→ **DOCUMENT TEXT**:
------

How do you figure out how individuals acquire novel behaviors? A paper that was published today in the journal PLoS ONE describes one method: Peanuts.
Chimpanzees really like peanuts. Here’s the plan: create a long clear tube, and drop a peanut into it. Bolt it to a chimp cage, so that the ape will have to get creative to retrieve the tasty snack. Have some chimpanzees spontaneously figure out how to get the peanut. The only possible solution is to suck water into your mouth, and spit it into the tube. Over and over again, until the peanut floats to the top. Success. Reap your nutty reward. Ignore the fact that your nuts are soggy.
The researchers did this with thirty-one socially housed chimps, in two different locations. Some of them came from the Ngamba Island Chimpanzee Sanctuary in Uganda, and some lived in the Wolfgang Kohler Primate Research Center in Leipzig Zoo.
Most of the chimps were unable to spontaneously come up with the correct solution, but a few were.
Now comes the experiment.
In one condition, subjects watched four to six successful demonstrations of the solution by another chimp. The subject and demonstrator were always in the same cage, allowing the subject to approach and closely inspect the process. The demonstrator was always dominant to the subject, so that the subject would watch but not interfere. In this condition, subjects could invent the solution spontaneously, they could copy the actions of water spitting (imitation), or they could copy only the results of the demonstrator’s actions (emulation).

------

→ **DIRECTIONS**:
**a)** In the passage about chimpanzees and peanuts, how many chimps did the researchers test?
**b)** Copy the passage about chimpanzees and peanuts word for word, from "Most of the" to "demonstrator’s actions (emulation).".
**c)** Carry on writing the passage about the chimpanzee peanut experiment, starting right after its last sentence.

→ **Entries from a dataset**:
------

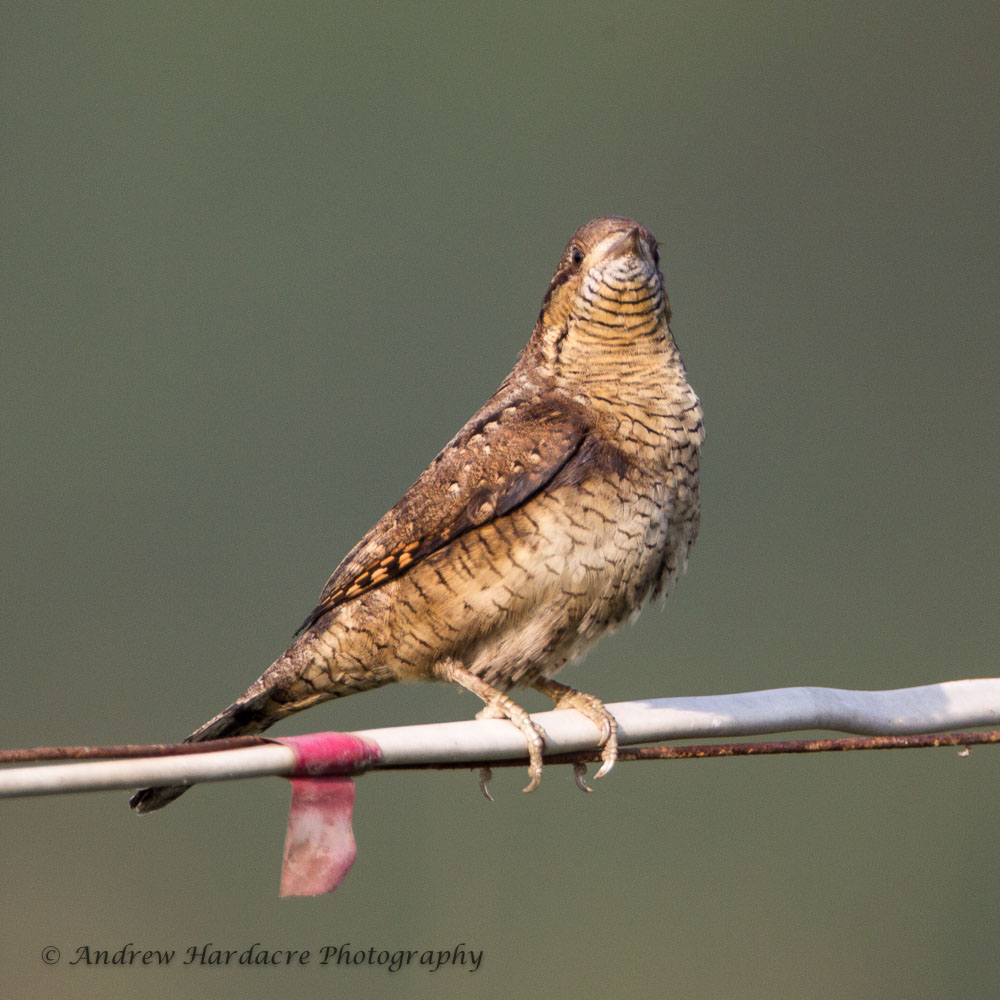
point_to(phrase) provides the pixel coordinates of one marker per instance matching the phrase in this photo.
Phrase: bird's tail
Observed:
(300, 677)
(245, 716)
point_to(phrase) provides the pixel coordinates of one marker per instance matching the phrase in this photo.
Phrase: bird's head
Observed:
(606, 301)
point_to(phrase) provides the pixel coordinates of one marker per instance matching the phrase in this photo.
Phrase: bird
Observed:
(565, 503)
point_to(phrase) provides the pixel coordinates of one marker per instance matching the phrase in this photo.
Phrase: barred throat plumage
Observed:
(564, 503)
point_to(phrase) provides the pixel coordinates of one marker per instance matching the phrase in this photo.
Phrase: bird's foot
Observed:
(499, 706)
(593, 709)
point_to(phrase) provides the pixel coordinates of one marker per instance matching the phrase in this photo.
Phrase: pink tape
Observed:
(319, 843)
(331, 753)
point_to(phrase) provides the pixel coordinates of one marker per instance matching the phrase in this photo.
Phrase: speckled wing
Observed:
(508, 452)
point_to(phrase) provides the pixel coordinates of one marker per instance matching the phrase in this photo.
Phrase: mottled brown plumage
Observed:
(558, 509)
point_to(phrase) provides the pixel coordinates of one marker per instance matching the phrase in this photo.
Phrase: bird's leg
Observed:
(591, 707)
(498, 706)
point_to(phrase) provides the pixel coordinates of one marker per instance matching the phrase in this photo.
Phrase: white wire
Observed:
(931, 708)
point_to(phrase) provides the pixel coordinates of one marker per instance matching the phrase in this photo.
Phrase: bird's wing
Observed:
(509, 451)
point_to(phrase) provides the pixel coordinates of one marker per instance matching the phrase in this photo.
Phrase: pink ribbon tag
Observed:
(319, 844)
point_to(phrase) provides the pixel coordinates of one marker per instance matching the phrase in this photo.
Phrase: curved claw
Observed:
(580, 777)
(485, 774)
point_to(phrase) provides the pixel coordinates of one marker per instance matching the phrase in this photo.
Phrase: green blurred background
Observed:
(261, 261)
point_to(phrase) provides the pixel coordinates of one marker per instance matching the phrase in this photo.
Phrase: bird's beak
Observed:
(629, 244)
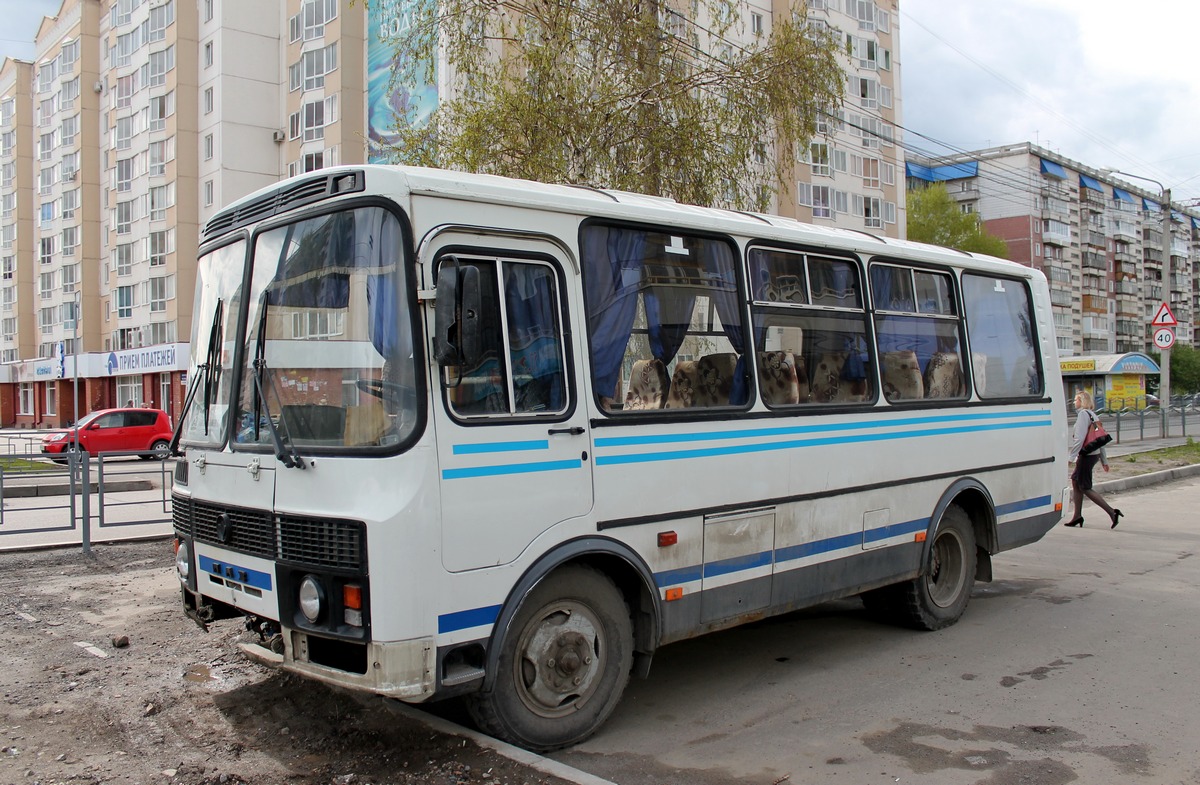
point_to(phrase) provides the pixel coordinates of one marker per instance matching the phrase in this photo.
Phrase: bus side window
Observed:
(810, 328)
(664, 321)
(522, 366)
(918, 334)
(1003, 337)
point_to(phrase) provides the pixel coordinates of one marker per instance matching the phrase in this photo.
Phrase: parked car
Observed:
(112, 430)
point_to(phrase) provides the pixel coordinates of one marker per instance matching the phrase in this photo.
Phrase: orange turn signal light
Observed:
(352, 597)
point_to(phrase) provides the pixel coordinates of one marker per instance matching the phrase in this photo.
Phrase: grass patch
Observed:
(23, 466)
(1187, 453)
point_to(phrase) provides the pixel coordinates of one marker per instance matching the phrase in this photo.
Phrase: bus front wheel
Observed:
(564, 665)
(939, 595)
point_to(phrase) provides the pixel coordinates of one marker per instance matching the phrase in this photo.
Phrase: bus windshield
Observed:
(214, 329)
(328, 361)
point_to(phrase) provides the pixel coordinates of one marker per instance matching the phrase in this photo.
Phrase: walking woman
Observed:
(1081, 478)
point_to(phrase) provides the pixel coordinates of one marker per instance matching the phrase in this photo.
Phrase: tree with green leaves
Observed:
(934, 216)
(665, 99)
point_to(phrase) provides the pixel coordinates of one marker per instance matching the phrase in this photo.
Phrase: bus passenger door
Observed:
(513, 437)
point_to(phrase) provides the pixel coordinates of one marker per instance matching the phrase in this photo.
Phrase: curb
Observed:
(1152, 478)
(544, 765)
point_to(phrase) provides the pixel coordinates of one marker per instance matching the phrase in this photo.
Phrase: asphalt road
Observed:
(1077, 664)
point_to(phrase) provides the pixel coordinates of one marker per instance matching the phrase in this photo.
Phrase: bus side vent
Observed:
(322, 541)
(283, 199)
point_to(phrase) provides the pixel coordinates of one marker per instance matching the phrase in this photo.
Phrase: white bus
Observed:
(457, 435)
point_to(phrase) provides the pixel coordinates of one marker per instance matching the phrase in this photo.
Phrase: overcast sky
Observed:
(1109, 84)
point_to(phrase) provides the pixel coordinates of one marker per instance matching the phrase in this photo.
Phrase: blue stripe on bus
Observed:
(840, 543)
(827, 545)
(1027, 504)
(243, 575)
(742, 449)
(736, 564)
(467, 619)
(501, 447)
(510, 468)
(795, 430)
(895, 529)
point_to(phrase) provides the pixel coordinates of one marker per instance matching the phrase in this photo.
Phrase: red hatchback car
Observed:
(113, 430)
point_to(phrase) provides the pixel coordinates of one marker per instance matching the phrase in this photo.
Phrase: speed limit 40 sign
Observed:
(1164, 337)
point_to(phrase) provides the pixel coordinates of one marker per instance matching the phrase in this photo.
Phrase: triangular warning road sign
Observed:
(1163, 317)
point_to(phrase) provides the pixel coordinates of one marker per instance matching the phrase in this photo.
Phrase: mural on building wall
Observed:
(389, 100)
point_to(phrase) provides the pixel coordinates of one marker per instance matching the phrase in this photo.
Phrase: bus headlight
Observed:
(312, 598)
(183, 559)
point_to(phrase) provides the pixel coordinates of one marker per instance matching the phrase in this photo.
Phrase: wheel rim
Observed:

------

→ **RESPONSES IN ORDER**:
**a)** Thirty-one socially housed chimpanzees.

**b)**
Most of the chimps were unable to spontaneously come up with the correct solution, but a few were.
Now comes the experiment.
In one condition, subjects watched four to six successful demonstrations of the solution by another chimp. The subject and demonstrator were always in the same cage, allowing the subject to approach and closely inspect the process. The demonstrator was always dominant to the subject, so that the subject would watch but not interfere. In this condition, subjects could invent the solution spontaneously, they could copy the actions of water spitting (imitation), or they could copy only the results of the demonstrator’s actions (emulation).

**c)**
The second condition was identical, except for the following: A solution-naive but dominant conspecific “stooge” chimp was used as the social partner in this condition. The experimenter demonstrated an alternative solution to water-spitting, by pouring water into the tube from a bottle from outside the cage. The dominant “stooge,” by virtue of being dominant, still gets the peanut. In this way, the conditions are identical except for the method by which the dominant chimp gets the nut.
In this condition, the subject was able to witness the results producing the solution – adding water to the tube – but without any specific actions that the subject could mimic to solve the task. They could spontaneously come up with the solution, or they could emulate (but not imitate). Therefore, the key difference between conditions 1 and 2 is whether or not the chimp can use imitation.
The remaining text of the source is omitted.